=== Exercise instructions ===
Copy every item below word for word, with nothing left out or changed.

[Records from a collection]
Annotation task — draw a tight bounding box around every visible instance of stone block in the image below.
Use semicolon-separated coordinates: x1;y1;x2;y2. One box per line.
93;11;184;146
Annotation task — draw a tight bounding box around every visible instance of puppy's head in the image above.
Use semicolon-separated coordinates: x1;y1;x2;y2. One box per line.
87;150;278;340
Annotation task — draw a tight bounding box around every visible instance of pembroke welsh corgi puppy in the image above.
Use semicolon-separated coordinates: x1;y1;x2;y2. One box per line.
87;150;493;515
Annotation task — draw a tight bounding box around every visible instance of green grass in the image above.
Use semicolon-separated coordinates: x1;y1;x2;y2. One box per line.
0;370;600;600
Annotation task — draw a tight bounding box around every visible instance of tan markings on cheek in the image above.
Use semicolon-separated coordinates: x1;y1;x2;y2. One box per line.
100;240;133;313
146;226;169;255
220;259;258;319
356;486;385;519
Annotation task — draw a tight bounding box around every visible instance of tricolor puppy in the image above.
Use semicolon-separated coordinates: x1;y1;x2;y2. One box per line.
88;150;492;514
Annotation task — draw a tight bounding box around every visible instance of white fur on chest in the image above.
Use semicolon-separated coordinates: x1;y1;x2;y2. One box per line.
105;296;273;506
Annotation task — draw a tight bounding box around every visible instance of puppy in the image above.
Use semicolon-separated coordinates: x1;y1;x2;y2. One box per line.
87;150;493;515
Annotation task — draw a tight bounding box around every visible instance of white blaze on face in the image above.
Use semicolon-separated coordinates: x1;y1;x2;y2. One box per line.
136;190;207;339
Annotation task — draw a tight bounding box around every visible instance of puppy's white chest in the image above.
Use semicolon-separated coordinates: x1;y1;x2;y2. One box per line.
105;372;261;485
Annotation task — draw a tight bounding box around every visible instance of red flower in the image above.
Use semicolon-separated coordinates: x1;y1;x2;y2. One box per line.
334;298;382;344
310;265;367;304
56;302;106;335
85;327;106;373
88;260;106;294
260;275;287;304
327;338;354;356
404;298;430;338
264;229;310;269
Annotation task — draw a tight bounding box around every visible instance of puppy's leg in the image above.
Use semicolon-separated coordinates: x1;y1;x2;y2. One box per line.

=== Response to the exercise ===
Annotation task — draw a tight bounding box around every visible instance of stone block in the image below.
Use semicolon-separated coordinates: x1;y1;x2;y2. One box per line.
93;11;184;146
Annotation task — draw a tight bounding box around every visible instance of puppy's head in the image above.
Use semicolon-separated coordinates: x1;y1;x2;y2. One box per line.
87;150;278;340
Annotation task — draw a tight bounding box around every visible instance of pembroke welsh corgi puppy in the image above.
Use semicolon-separated coordinates: x1;y1;x2;y2. One box per line.
87;150;493;515
Annotation task — draw a tight bounding box around every visible instance of green grass in the image above.
Use semicolon-separated coordinates: x1;y1;x2;y2. One box per line.
0;370;600;600
Annotation task — draw a tight bounding box around every visible instance of tan markings on cheek in the image above.
Use semicolon-separated coordinates: x1;y1;x2;y2. One box per line.
100;240;133;313
146;226;169;255
220;259;258;319
356;486;385;519
Annotation task — draw a tight bounding box around every visible instance of tricolor puppy in the image above.
Use semicolon-separated coordinates: x1;y1;x2;y2. One box per line.
88;150;492;514
Annotation task — draw a tight bounding box around every visible instance of white fur on chest in the image above.
Use semicolon-separated coordinates: x1;y1;x2;y2. One box per line.
105;296;273;506
Annotation task — draw a tight bounding box around every visible instance of puppy in the image above.
Use semicolon-separated coordinates: x1;y1;x2;y2. One box per line.
87;150;493;515
Annotation task — draw a tight bounding box around every visible instance of white blaze on face in the image above.
Use semicolon-separated coordinates: x1;y1;x2;y2. One box per line.
136;190;207;339
Annotation task — draw a tight bounding box around every visible instance of puppy's white chest in the image above.
Use semicolon-separated coordinates: x1;y1;x2;y2. One box per line.
105;372;261;485
Annotation task — draw a tight bounding box around every visible instance of red flower in the image above.
Use semicolon-separated coordinates: x1;y1;x2;y2. One box per line.
334;298;382;344
310;265;367;304
56;302;106;335
85;327;106;373
88;260;106;294
260;275;287;304
327;338;354;356
404;298;430;338
264;229;310;269
Annotation task — draw a tight bounding box around every visible instance of puppy's leg in the image above.
Use semicolon-separated coordinates: x1;y1;x2;y2. One box per line.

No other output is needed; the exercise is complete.